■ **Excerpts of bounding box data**
[start]

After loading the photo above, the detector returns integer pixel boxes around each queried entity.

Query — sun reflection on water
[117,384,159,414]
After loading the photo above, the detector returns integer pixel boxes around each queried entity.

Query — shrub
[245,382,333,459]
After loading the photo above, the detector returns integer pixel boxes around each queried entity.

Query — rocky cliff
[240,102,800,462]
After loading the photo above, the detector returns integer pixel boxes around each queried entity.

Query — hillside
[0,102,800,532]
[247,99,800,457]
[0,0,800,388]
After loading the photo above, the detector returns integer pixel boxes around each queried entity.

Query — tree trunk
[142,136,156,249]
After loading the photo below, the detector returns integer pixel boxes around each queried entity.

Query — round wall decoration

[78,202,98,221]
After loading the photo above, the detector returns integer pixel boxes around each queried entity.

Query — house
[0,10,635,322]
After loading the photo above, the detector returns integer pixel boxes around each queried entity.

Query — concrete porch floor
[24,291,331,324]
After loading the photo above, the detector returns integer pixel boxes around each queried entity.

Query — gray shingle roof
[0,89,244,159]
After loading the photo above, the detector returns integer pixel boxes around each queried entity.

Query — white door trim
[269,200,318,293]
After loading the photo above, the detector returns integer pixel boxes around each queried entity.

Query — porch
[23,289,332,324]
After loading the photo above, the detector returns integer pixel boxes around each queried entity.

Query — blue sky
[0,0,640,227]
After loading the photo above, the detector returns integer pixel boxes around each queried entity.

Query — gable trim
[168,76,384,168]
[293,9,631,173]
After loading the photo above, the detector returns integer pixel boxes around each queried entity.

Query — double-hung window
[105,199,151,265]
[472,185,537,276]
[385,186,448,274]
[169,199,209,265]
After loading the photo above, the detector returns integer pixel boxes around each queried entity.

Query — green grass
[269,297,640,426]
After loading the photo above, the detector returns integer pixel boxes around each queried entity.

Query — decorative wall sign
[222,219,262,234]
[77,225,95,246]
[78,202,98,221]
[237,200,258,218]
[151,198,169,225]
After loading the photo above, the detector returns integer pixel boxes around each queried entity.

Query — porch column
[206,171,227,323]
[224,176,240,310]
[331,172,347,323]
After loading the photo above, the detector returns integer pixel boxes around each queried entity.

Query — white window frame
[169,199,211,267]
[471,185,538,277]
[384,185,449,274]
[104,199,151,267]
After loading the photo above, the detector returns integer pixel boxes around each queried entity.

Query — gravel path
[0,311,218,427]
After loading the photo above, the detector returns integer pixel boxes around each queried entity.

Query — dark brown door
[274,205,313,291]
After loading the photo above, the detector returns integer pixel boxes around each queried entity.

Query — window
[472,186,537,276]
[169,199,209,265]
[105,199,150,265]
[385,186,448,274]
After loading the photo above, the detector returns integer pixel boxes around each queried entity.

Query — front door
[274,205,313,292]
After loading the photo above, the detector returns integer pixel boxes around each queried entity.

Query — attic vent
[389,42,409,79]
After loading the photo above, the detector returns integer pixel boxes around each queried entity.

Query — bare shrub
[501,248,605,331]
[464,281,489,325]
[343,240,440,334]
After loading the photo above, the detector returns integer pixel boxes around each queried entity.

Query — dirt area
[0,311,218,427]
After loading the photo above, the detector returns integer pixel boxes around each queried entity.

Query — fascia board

[end]

Could you output all of the items above again, reproducing each line character for character?

After loading the photo above, the detector returns integer pixel boxes around each queried entity.

Query — sun reflection on water
[117,384,159,414]
After loading the photo above, the detector returns integer pixel boxes around each queried entity.

Query — shrub
[245,382,333,459]
After loading the photo above, the detector returns integer pixel boxes around each queried entity.

Query — rocky cliff
[240,102,800,462]
After loading the photo above, the detector returns integer pixel boxes around each queried entity.

Query — hillside
[0,102,800,532]
[247,99,800,457]
[0,0,800,388]
After loading the photo above, the detector returns integer pixel boxes around each queried entity.

Query — tree trunk
[142,136,156,249]
After loading the photo below, the detector returns integer pixel boxes around each queried entity.

Query — round wall decoration

[78,202,98,221]
After loading the photo above, the detector returns integer pixel boxes around each queried entity.

Query — house
[0,10,635,322]
After loading the photo above, the detector returns integer pixel boxes around each queried entity.

Query — concrete porch floor
[24,291,331,324]
After loading the photo above, the detector returns integer pixel boxes around each queried entity.

Query — gray shingle roof
[0,89,244,159]
After loading the photo above, the detector returns integer pixel boxes around each queried entity.

Query — white door trim
[269,200,318,293]
After loading the photo above, the detector returns integer pixel boxes around each queried entity.

Query — porch
[23,289,332,324]
After loading the photo above, the detector returns integer pixel boxes around each queried entity.

Query — blue sky
[0,0,640,227]
After loading the photo above, the detector returns integer pixel boxes around each queried entity.

Query — gable trim
[168,76,384,168]
[293,9,631,173]
After loading the photo above, the detector returns integer pixel boxes around each queried entity.

Query — double-hung window
[105,199,151,265]
[472,185,537,276]
[385,186,448,274]
[169,199,209,265]
After loading the photo above, the detector returns integer pixel boxes around each queried entity.

Query — green grass
[269,297,640,426]
After loading the photo above, the detector returns integer pixel boxes around each queried entity.

Query — decorative wall sign
[222,219,262,234]
[77,225,95,246]
[78,202,98,221]
[237,200,258,218]
[151,198,169,225]
After loading the photo above, the detector returns integer pixel boxes around each queried entity.

Query — porch column
[206,171,227,323]
[224,176,240,310]
[331,172,347,323]
After loading the photo above, the detector returns integer pixel boxes around each queried entity.

Query — white window frame
[169,199,211,267]
[471,185,538,277]
[384,185,449,274]
[104,199,151,267]
After loading the photo above, the detector returns integer pixel boxes around each queried entity.

Query — gravel path
[0,311,218,427]
After loading the photo above, the detector returns integer pixel boxes around each queried entity.

Query — dark brown door
[274,205,313,291]
After loading the photo above, the detector returns integer pixel boxes around each queried entity.

Query — window
[472,186,537,276]
[169,199,209,265]
[105,199,150,265]
[385,186,448,274]
After loading the photo above, the detector returns integer pixel boxes around each queried entity.

Query — front door
[274,205,313,292]
After loading the photo above, the detector returns integer pixel boxes around each queried entity.

Query — attic vent
[389,42,409,79]
After loading the photo above, the detector returns integer pixel boxes around each queried entity.

Query — bare shrub
[501,248,605,331]
[464,281,489,325]
[343,240,440,334]
After loading the photo above, the detector returns integer pixel boxes around each queried entity.

Query — dirt area
[0,311,218,427]
After loading the photo above, the detector returns integer pixel boxes around each queried entity.

Query — fascia board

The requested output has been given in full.